• WORK REQUIRED: Find every line in the records below that contains the string "goalkeeper" and copy each of those lines. Treat uppercase and lowercase as different.

• STORED RECORDS:
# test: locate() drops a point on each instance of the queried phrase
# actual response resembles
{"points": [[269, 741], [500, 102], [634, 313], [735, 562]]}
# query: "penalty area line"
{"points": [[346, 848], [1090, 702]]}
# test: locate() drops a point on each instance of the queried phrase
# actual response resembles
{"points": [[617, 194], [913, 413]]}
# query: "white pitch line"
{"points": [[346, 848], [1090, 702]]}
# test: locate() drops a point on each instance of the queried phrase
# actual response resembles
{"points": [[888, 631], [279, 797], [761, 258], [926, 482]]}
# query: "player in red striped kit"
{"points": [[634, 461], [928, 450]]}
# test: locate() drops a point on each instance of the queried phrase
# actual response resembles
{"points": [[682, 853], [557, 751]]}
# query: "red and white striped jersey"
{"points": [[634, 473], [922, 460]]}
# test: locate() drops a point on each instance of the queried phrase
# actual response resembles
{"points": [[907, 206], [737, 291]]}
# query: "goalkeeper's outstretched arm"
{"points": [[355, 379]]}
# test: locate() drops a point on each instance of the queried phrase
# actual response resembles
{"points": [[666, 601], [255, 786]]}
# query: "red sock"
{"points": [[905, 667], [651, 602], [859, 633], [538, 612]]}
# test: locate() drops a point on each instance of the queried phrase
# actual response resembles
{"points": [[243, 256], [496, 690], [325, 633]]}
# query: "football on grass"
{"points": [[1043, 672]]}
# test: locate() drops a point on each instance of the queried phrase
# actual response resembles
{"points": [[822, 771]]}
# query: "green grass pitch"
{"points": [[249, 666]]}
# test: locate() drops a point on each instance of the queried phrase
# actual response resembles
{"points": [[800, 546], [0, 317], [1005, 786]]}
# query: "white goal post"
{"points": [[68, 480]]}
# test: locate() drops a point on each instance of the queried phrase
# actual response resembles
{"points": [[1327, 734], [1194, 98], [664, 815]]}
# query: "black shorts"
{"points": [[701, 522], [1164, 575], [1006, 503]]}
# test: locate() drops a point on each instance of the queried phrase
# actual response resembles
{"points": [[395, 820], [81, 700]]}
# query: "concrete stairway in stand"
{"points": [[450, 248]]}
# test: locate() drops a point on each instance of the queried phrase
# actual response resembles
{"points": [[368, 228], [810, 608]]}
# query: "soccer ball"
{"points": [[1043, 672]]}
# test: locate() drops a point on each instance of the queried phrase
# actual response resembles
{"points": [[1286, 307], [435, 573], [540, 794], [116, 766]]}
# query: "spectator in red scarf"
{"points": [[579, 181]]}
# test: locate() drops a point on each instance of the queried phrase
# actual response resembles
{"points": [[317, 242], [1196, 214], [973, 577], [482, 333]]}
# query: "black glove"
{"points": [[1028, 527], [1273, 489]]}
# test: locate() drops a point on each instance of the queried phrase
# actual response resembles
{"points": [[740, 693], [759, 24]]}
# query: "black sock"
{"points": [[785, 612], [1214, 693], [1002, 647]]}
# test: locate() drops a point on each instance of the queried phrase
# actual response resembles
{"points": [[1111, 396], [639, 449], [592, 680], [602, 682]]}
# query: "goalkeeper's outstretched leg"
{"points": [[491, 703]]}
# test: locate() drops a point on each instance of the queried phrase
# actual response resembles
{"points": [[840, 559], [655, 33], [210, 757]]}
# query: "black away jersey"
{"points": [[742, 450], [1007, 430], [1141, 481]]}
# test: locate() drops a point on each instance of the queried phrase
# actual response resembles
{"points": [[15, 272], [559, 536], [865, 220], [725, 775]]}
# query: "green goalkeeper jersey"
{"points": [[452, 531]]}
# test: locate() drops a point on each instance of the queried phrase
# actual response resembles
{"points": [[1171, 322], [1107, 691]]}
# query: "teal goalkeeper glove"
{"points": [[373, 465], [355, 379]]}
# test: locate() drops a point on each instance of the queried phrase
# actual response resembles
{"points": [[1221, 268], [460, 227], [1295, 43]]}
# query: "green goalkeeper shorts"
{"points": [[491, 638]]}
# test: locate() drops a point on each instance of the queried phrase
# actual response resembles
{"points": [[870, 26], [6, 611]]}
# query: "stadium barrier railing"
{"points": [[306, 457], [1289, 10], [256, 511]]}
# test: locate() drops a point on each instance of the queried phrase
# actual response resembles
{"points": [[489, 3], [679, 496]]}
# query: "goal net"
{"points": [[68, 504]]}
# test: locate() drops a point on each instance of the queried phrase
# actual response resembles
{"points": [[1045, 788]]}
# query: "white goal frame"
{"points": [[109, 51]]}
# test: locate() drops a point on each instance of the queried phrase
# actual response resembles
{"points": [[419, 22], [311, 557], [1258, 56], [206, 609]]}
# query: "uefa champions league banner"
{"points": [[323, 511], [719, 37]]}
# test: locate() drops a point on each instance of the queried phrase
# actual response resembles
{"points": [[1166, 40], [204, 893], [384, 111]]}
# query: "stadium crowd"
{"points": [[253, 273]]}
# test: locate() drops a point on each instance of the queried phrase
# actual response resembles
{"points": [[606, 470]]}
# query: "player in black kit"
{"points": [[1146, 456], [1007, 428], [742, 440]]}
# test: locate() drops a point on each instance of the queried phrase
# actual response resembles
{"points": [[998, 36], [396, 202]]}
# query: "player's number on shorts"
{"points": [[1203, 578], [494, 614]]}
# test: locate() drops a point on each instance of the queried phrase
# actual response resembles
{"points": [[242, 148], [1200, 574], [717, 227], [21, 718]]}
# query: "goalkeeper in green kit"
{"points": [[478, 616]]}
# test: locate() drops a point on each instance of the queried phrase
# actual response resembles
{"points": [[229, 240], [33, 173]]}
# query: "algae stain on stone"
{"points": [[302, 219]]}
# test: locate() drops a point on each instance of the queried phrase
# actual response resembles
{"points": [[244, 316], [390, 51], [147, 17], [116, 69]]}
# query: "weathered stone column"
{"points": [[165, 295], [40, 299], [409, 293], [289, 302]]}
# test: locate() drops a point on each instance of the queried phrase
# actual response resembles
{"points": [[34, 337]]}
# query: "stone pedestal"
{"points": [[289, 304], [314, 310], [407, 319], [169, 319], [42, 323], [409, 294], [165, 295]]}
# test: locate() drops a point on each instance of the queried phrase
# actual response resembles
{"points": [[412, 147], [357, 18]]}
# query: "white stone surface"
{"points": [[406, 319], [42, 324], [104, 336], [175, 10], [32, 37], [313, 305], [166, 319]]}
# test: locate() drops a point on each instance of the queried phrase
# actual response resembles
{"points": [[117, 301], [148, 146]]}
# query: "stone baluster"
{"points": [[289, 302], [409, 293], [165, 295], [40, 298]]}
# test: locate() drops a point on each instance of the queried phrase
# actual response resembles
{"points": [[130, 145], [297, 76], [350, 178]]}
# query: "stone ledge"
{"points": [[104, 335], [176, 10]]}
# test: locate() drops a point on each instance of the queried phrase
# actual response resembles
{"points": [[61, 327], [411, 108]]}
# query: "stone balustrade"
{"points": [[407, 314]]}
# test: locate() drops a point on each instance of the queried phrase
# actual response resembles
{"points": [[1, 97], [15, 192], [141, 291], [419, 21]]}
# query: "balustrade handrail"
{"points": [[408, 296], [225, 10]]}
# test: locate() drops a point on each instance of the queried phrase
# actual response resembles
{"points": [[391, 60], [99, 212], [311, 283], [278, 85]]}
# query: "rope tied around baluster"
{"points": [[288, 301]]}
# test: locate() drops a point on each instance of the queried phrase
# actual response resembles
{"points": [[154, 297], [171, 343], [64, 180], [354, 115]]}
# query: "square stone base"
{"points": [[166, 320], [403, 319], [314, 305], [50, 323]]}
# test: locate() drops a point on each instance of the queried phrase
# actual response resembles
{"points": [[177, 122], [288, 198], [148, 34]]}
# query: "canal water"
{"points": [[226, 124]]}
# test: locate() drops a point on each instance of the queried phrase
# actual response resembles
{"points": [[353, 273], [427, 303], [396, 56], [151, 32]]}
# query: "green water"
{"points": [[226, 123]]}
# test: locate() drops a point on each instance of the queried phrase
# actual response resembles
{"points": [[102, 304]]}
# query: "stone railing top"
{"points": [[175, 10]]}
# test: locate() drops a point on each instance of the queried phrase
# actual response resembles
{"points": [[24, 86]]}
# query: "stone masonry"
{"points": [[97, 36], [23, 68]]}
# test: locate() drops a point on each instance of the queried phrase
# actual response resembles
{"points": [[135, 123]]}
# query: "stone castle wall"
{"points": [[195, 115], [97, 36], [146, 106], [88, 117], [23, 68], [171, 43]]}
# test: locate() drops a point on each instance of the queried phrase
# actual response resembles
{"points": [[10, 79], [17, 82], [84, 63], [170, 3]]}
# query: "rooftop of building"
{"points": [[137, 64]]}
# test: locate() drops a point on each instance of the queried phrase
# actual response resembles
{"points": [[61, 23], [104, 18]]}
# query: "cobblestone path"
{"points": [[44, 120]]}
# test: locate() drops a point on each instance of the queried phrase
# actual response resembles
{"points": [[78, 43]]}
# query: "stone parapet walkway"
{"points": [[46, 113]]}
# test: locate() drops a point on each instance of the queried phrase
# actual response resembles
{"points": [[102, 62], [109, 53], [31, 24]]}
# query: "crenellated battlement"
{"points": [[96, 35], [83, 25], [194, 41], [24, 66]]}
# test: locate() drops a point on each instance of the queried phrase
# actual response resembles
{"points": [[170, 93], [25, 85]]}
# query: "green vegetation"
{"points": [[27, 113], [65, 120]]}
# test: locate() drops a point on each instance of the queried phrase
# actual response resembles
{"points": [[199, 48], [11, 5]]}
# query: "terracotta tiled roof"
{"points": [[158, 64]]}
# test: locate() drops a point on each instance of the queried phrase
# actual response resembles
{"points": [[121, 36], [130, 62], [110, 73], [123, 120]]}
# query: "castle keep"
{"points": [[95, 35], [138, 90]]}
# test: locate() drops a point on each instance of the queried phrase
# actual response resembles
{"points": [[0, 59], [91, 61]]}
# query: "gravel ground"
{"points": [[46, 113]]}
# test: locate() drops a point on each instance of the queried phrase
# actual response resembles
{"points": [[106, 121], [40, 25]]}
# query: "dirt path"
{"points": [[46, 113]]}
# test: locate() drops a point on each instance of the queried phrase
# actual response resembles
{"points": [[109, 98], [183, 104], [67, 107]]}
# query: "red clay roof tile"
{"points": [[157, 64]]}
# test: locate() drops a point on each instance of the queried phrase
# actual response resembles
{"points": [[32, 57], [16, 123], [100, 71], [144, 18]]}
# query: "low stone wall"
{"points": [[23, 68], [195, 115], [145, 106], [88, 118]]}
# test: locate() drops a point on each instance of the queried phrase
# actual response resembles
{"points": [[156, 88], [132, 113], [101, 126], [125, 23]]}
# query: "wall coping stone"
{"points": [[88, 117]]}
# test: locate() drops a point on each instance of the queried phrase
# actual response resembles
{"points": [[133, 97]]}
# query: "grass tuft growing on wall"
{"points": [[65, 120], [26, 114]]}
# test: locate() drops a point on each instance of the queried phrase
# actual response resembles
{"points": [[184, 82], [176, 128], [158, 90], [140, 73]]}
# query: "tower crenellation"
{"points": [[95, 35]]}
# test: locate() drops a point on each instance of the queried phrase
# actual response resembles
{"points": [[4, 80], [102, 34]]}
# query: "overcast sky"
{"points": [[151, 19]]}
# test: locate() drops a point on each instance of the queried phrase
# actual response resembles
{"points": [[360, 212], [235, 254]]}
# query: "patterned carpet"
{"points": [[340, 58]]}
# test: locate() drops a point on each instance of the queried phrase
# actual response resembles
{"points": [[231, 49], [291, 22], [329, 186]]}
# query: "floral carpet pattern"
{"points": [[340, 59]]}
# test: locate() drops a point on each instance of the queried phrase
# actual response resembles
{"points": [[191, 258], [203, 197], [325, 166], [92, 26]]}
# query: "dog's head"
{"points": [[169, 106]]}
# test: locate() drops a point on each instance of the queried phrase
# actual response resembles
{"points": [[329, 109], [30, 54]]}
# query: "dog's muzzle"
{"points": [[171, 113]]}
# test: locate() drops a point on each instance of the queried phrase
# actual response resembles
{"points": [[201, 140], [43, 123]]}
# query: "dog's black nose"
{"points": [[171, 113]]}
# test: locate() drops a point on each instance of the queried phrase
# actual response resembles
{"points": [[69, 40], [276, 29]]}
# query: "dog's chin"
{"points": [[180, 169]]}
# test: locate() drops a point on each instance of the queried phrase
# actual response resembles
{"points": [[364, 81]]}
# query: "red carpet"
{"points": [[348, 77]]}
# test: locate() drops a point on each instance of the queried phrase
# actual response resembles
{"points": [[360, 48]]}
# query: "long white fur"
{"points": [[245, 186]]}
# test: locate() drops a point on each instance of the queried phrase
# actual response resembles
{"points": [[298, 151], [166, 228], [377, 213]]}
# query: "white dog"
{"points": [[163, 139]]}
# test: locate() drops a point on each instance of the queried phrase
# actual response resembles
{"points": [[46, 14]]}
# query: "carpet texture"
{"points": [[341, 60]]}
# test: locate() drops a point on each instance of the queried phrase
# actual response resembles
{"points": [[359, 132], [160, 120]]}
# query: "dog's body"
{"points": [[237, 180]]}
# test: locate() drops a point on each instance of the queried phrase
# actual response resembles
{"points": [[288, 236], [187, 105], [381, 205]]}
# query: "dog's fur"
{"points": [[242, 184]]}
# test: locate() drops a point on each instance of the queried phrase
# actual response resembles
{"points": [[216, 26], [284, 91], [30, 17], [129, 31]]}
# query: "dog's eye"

• EXERCISE OUTPUT:
# query: "goalkeeper's outstretched arm"
# query: "goalkeeper's outstretched leg"
# query: "green goalkeeper jersey"
# query: "teal goalkeeper glove"
# query: "green goalkeeper shorts"
# query: "goalkeeper in green kit"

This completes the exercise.